* BEGIN READING PASSAGE *

Archiving your Airtable Data with Qri

Chris Whong
qri.io
Published in
3 min readOct 29, 2020

Over the past few years, Airtable has emerged as a popular way to manage human-scale data for individuals and teams. It lives somewhere between a spreadsheet and a database, and makes it really to set specific column types (strings, numbers, email addresses) to control inputs, manage joins and lookups to other tables, and do it all via an intuitive web UI and mobile app.

Qri (pronounced “query”) is a version control system for datasets. Our software is designed to make datasets more robust, documented, portable, and trustworthy, in ways that file-based data and traditional databases cannot. When you create a Qri Dataset, each version is signed, hashed, timestamped, and immutable… a snapshot of the data that carries crucial metadata with it and is easy to move around.

So Airtable is great for editing data, and Qri is great for archiving and sharing data… I think maybe they should talk!

* END READING PASSAGE *

EXERCISE - Reproduce word for word the part of the post on archiving Airtable data that opens with the words containing "Archiving your Airtable" and closes with "to move around.". The lines have no connection to the post on archiving Airtable data.

* BEGIN DATA EXCERPTS *

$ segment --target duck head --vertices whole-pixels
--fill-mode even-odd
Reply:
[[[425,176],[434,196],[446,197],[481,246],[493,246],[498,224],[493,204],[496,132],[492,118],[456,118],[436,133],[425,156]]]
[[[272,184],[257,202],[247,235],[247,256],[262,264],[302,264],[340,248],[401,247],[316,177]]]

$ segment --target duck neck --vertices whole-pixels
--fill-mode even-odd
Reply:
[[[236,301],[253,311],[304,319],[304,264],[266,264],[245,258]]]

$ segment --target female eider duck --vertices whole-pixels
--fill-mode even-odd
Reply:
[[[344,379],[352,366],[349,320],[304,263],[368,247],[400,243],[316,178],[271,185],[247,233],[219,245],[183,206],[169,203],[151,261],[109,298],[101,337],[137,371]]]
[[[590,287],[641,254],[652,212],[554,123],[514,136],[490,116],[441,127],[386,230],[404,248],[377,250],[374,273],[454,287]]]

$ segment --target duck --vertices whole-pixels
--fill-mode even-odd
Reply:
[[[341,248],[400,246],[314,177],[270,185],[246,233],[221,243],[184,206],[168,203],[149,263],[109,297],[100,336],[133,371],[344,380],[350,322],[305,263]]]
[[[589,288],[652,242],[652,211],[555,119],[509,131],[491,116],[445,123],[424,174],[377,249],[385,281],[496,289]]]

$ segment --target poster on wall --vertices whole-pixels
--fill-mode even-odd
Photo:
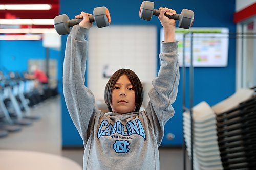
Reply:
[[[188,32],[193,32],[193,34]],[[193,66],[226,67],[228,33],[229,30],[227,28],[193,28],[189,30],[176,28],[176,40],[179,41],[178,53],[180,66],[183,66],[183,48],[185,48],[185,65],[189,67],[190,65],[191,36],[193,34]],[[163,28],[160,31],[160,42],[164,40]],[[161,46],[160,43],[160,52],[162,51]]]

* END DATA EXCERPTS *

RESULT FOR THIS EXERCISE -
Archiving your Airtable Data with Qri

Chris Whong
qri.io
Published in
3 min readOct 29, 2020

Over the past few years, Airtable has emerged as a popular way to manage human-scale data for individuals and teams. It lives somewhere between a spreadsheet and a database, and makes it really to set specific column types (strings, numbers, email addresses) to control inputs, manage joins and lookups to other tables, and do it all via an intuitive web UI and mobile app.

Qri (pronounced “query”) is a version control system for datasets. Our software is designed to make datasets more robust, documented, portable, and trustworthy, in ways that file-based data and traditional databases cannot. When you create a Qri Dataset, each version is signed, hashed, timestamped, and immutable… a snapshot of the data that carries crucial metadata with it and is easy to move around.